START AVAILABLE DATA

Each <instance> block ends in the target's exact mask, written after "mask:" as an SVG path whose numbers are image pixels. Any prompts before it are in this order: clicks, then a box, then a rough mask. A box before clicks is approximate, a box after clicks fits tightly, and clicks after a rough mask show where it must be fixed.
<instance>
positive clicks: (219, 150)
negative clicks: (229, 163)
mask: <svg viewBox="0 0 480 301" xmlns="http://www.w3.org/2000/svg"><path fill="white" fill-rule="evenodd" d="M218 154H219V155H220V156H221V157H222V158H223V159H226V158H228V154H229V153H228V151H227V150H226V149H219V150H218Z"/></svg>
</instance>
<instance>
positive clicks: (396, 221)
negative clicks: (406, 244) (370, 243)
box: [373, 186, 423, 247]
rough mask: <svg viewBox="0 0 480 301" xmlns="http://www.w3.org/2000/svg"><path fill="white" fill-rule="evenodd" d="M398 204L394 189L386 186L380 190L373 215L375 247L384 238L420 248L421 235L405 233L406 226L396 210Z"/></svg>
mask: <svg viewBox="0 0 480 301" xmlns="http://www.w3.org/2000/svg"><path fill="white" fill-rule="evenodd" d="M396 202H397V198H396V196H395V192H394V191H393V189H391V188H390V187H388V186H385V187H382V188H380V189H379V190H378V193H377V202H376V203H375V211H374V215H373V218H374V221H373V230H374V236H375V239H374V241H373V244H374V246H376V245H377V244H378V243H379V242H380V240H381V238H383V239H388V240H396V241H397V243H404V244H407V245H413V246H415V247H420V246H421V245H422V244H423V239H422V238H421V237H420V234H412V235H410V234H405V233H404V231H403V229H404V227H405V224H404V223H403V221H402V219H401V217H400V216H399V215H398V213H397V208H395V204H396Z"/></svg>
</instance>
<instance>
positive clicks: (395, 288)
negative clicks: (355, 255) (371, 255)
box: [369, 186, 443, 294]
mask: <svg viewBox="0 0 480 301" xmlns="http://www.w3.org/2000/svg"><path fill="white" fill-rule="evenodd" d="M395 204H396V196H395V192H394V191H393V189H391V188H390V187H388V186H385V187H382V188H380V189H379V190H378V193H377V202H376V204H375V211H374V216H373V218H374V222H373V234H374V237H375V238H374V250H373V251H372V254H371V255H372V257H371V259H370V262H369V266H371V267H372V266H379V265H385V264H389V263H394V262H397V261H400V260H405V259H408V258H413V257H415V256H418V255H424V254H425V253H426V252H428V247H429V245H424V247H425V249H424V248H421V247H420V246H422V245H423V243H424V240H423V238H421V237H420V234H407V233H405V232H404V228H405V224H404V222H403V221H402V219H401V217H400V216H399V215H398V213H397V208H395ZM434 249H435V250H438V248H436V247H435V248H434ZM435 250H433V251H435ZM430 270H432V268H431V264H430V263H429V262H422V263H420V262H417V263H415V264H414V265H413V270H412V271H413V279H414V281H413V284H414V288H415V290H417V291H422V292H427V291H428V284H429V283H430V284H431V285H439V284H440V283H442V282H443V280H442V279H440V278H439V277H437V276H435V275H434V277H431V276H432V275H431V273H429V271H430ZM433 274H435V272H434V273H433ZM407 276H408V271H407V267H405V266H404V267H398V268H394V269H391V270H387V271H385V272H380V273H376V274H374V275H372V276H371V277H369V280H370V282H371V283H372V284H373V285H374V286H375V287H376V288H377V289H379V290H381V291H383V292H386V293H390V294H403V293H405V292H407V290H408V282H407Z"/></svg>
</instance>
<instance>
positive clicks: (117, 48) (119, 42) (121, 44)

END AVAILABLE DATA

*YOUR ASSIGNMENT*.
Within the data above, find the lines that contain the word "positive" and copy each of them.

*TASK SOLUTION*.
positive clicks: (219, 150)
positive clicks: (396, 221)
positive clicks: (395, 288)
positive clicks: (117, 48) (119, 42) (121, 44)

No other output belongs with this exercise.